Письменное задание 1 ▸
Процитируйте без изменений отрывок для чтения на участке от слов «Вечер был восхитительный» по слова «же безмятежно заснули.» включительно.

Вечер был восхитительный и теплый, так что все еще долго стояли перед избушкой Надежды Федоровны и говорили. Жаль было расстаться и идти спать. Небо на западе еще бледнело как раз настолько, что дорогу было хорошо видно. Дина снова оделяла всех малиной, причем я уже никак не хотел пользоваться такой расточительностью и, видя, что все жуют ягоды и ждут, что я начну прощаться, сказал: „Если именинница не хочет прощаться с утомленной тетушкой, которая хочет спать, потому что мы ее совсем замучили, а все ждут, что это сделаю я, то вы никогда не дождетесь. Я на себя почин не беру“. Тогда я поцеловал руку Надежде Федоровне, послал воздушный поцелуй Диночке в дом и решительно зашагал в темноту теплого вечера, а за мной двинулись и остальные… По возвращении все тотчас же безмятежно заснули.
…Наутро, то есть сегодня, я проснулся в пять утра и, полежав с полчаса с полузакрытыми глазами, встал, свернул штору и, подойдя к умывальнику, стал обливать себе лицо, голову и шею, пока окончательно не проснулся. После этого я взял свою дощечку, положил на нее бумагу и устроился снова на постели, чтобы записать для памяти эти самые строки об одном из наших дней в деревне. Кругом все еще спит, беззвучно и спокойно. Решил, что пора поднимать Сереженьку, и, слыша, как он зевает за перегородкой, приказал ему вставать и одеваться…
Так или почти так проходят дни в нашем изгнании. Оно очень мало меня беспокоит. Я решил раз навсегда, что все хорошо на свете и всегда лучше то, что есть в данном месте, в данную минуту и при данных обстоятельствах, того или другого времени — безразлично…»

Список записей ▸
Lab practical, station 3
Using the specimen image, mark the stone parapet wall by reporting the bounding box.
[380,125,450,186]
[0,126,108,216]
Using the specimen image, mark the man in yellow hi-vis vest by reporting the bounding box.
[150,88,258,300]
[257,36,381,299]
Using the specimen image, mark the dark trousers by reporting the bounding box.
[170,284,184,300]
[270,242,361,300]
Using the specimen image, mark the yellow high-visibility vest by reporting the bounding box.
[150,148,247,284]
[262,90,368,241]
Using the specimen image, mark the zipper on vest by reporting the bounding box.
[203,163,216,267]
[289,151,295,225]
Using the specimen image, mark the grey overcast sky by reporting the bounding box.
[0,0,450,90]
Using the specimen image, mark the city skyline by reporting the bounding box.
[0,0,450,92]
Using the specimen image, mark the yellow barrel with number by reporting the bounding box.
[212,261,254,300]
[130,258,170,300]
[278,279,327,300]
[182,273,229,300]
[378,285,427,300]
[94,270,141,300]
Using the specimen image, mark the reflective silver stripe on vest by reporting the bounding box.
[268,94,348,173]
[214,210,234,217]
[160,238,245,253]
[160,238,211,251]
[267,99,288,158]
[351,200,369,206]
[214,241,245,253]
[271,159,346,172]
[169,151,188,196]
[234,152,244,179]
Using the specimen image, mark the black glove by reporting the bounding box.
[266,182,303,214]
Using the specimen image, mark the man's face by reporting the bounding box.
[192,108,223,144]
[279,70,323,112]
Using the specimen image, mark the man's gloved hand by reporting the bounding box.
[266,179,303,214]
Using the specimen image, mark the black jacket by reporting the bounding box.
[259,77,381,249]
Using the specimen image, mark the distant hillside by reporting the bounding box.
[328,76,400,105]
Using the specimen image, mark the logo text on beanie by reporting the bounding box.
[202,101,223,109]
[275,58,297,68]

Письменное задание 2 ▸
Найдите, пожалуйста, в записях все строки, содержащие слово «black», и перепишите их полностью. Регистр букв учитывается.

Решение задания 1 ▸
Вечер был восхитительный и теплый, так что все еще долго стояли перед избушкой Надежды Федоровны и говорили. Жаль было расстаться и идти спать. Небо на западе еще бледнело как раз настолько, что дорогу было хорошо видно. Дина снова оделяла всех малиной, причем я уже никак не хотел пользоваться такой расточительностью и, видя, что все жуют ягоды и ждут, что я начну прощаться, сказал: „Если именинница не хочет прощаться с утомленной тетушкой, которая хочет спать, потому что мы ее совсем замучили, а все ждут, что это сделаю я, то вы никогда не дождетесь. Я на себя почин не беру“. Тогда я поцеловал руку Надежде Федоровне, послал воздушный поцелуй Диночке в дом и решительно зашагал в темноту теплого вечера, а за мной двинулись и остальные… По возвращении все тотчас же безмятежно заснули.

Решение задания 2 ▸
Using the specimen image, mark the black glove by reporting the bounding box.
Using the specimen image, mark the black jacket by reporting the bounding box.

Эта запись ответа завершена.